Segmentation mask data:
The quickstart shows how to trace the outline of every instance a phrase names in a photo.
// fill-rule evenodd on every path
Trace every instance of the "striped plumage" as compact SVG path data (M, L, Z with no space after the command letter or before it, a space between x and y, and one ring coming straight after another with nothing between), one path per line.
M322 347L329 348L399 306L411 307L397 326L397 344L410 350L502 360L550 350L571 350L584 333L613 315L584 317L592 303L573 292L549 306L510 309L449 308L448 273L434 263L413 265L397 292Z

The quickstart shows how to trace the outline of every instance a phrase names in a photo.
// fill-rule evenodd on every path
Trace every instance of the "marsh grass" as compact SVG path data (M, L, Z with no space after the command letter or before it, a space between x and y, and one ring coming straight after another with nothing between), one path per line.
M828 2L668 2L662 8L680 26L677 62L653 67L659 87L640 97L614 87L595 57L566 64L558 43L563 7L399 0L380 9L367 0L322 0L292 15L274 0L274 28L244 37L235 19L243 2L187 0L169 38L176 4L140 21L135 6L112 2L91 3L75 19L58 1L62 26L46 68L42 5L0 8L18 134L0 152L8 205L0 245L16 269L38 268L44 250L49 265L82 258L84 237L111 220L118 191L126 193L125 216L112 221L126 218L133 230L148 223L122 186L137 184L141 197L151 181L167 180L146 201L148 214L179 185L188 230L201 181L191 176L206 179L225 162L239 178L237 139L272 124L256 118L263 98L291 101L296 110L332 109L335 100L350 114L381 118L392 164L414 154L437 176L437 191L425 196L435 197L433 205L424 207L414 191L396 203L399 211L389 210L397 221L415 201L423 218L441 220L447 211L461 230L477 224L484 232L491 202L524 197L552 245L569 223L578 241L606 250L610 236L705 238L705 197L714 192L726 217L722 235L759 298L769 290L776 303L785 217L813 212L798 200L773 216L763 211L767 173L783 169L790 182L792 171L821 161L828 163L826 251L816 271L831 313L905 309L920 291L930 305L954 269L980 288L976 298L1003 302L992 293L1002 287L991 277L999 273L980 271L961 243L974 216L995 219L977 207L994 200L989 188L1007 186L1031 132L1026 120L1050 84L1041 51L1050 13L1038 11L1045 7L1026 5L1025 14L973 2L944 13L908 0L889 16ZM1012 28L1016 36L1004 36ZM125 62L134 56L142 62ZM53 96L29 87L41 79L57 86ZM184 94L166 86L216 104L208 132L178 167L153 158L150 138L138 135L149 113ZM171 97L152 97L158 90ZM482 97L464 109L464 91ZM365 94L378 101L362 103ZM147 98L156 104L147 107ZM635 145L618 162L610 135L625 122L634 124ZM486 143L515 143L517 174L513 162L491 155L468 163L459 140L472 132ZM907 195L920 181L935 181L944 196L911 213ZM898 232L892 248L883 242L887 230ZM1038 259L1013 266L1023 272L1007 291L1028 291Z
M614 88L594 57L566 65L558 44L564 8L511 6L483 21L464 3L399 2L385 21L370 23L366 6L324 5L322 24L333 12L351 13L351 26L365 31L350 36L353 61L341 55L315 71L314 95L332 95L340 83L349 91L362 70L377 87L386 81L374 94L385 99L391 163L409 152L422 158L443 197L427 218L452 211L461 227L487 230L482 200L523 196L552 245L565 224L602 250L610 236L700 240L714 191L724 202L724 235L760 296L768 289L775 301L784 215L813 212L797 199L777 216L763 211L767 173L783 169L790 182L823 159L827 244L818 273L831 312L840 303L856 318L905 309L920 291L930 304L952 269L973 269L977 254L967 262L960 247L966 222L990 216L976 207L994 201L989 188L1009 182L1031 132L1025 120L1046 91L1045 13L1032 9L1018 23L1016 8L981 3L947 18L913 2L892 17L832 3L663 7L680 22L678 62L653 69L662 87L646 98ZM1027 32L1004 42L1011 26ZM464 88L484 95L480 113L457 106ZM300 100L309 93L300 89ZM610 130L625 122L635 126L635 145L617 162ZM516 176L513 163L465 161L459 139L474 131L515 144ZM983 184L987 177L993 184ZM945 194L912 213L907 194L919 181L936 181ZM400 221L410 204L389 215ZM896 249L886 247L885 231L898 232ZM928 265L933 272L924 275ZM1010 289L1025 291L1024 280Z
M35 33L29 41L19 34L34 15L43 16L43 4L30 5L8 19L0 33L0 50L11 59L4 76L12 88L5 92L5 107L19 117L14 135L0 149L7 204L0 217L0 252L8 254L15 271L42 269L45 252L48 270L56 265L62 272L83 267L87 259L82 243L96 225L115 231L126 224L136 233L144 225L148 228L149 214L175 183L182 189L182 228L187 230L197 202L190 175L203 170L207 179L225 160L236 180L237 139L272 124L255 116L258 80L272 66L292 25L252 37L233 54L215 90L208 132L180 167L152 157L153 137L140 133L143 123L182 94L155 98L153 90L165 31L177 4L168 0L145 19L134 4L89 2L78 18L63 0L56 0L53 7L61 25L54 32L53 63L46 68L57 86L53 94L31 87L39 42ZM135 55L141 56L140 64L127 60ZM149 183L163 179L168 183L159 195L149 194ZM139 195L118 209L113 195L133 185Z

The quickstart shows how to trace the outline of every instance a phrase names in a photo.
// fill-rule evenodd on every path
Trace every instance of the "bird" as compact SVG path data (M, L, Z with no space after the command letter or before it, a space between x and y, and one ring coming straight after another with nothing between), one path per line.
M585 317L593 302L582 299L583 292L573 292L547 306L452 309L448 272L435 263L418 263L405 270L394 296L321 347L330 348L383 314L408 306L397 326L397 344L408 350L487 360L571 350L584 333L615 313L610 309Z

* Exercise brief: Write the records out once more, word for word.

* Response for this exercise:
The quickstart shows how to trace the outline of every instance a phrase names in a photo.
// fill-rule evenodd on every path
Trace every instance of the "striped plumage" as compact SVG path data (M, L, Z with no space after the command letter or before it, a space between x and y, and one ring coming straight after another with nothing between), one path per line.
M322 347L329 348L399 306L411 307L397 326L397 344L410 350L502 360L550 350L571 350L584 333L613 315L584 317L592 303L573 292L549 306L510 309L449 308L448 273L434 263L413 265L397 292Z

The quickstart shows how to trace the outline of every instance a phrase names in a photo.
// fill-rule evenodd on every path
Trace every instance of the "marsh grass" as compact SVG path data (M, L, Z with no space after the command letter or before it, a space between x and y, and one ring coming straight after another with nothing between), one path per line.
M828 2L668 2L662 8L680 26L677 62L653 67L659 87L640 97L614 87L595 57L566 64L558 43L563 7L399 0L380 9L367 0L322 0L292 15L274 0L274 28L244 37L235 19L243 2L187 0L169 38L176 4L140 21L135 6L112 2L91 3L75 19L58 1L62 26L46 68L42 5L0 8L18 134L0 152L8 205L0 245L16 269L38 268L44 250L49 265L82 258L84 237L111 220L118 191L126 193L125 216L112 221L126 218L133 230L148 223L122 186L137 184L141 197L151 181L167 180L146 201L148 214L179 185L188 230L201 181L191 176L206 179L225 162L239 178L237 139L272 124L256 118L263 98L291 101L296 110L332 109L335 100L350 114L381 118L392 164L414 154L437 176L437 191L425 196L435 197L433 205L424 207L414 191L396 203L399 211L389 210L397 221L415 201L423 218L441 220L447 211L461 230L477 224L484 232L491 202L524 197L552 245L569 223L578 241L606 250L610 236L705 238L705 197L714 192L726 217L722 235L759 298L769 290L776 303L785 217L813 212L798 200L773 216L763 211L767 173L783 169L790 182L792 171L821 161L828 163L826 251L816 271L831 313L905 309L920 291L930 305L954 269L980 288L976 298L1003 302L992 293L1002 287L991 277L999 273L980 271L961 243L974 216L995 219L977 207L994 200L989 188L1007 186L1031 132L1026 120L1050 84L1041 51L1050 13L1038 11L1045 7L1026 5L1025 14L973 2L944 13L908 0L889 16ZM1012 28L1016 36L1004 36ZM125 62L134 56L142 62ZM53 96L29 87L41 79L57 86ZM184 94L166 86L216 104L208 132L178 167L153 158L150 138L138 135L149 113ZM171 97L152 97L158 90ZM482 97L464 109L464 91ZM365 94L378 101L362 103ZM147 98L156 104L147 107ZM635 145L618 162L610 135L625 122L634 124ZM486 143L515 143L517 174L513 162L491 155L468 163L459 140L472 132ZM907 195L920 181L935 181L944 196L911 213ZM898 232L892 248L883 242L887 230ZM1038 259L1013 266L1023 272L1007 291L1028 291Z
M614 88L594 57L566 65L558 44L564 8L511 6L483 21L464 3L399 2L385 21L370 23L366 6L324 5L322 24L333 12L351 13L351 26L365 31L350 36L353 61L341 55L315 71L314 95L332 95L340 83L349 91L362 70L377 87L386 81L374 94L385 99L391 163L409 152L422 158L443 197L427 218L452 211L461 227L487 230L482 200L523 196L552 245L565 224L602 250L610 236L700 240L714 191L724 202L724 235L760 296L768 289L775 301L784 215L813 212L797 199L777 216L763 211L767 173L783 169L790 182L823 159L827 244L818 273L831 312L840 303L856 318L905 309L920 291L930 304L952 269L973 269L977 254L967 262L960 247L966 222L990 216L976 207L994 201L989 188L1009 182L1031 132L1025 120L1046 91L1045 13L1032 9L1018 23L1016 8L981 3L947 18L913 2L892 17L832 3L663 7L680 22L678 62L653 69L662 87L646 98ZM1027 32L1004 42L1011 26ZM464 88L484 95L480 113L457 106ZM300 100L309 93L300 89ZM610 130L625 122L635 126L635 145L617 162ZM516 176L513 163L465 161L459 139L474 131L515 144ZM983 184L987 177L993 184ZM945 194L912 213L907 194L919 181L936 181ZM400 221L410 204L389 215ZM896 249L886 247L885 231L898 232ZM928 265L933 272L924 275ZM1010 289L1025 291L1024 280Z
M35 33L29 41L19 34L34 15L43 16L43 4L30 5L8 19L0 33L0 50L11 59L4 76L12 88L5 92L5 107L19 117L14 135L0 149L7 204L0 217L0 252L8 254L15 271L42 269L45 252L48 270L56 265L62 272L83 267L87 259L82 243L96 225L115 231L126 224L136 233L144 225L148 228L149 214L175 183L182 189L182 228L187 230L197 202L190 175L203 170L207 179L225 160L236 180L237 139L272 124L255 116L258 80L272 66L292 25L252 37L233 54L215 90L208 132L180 167L152 157L153 137L140 133L143 123L182 94L155 98L153 90L165 31L177 4L168 0L145 19L134 4L89 2L78 18L63 0L56 0L53 7L61 25L54 32L53 63L46 68L57 86L53 94L31 87L39 42ZM135 55L141 56L140 64L127 60ZM149 183L163 179L168 183L159 195L149 194ZM139 195L118 209L113 195L133 185Z

The quickstart shows how to trace the outline of every instance a phrase names in a photo.
// fill-rule evenodd on every path
Trace every instance of the "bird" as compact SVG path data (M, L, Z with no space after the command letter or before it, a space between x and y, and one ring coming straight after another with nothing between), one path per line.
M585 317L593 302L582 299L583 292L573 292L547 306L452 309L448 272L435 263L418 263L405 270L394 296L321 347L330 348L383 314L408 306L397 326L397 344L408 350L487 360L571 350L584 333L615 313L610 309Z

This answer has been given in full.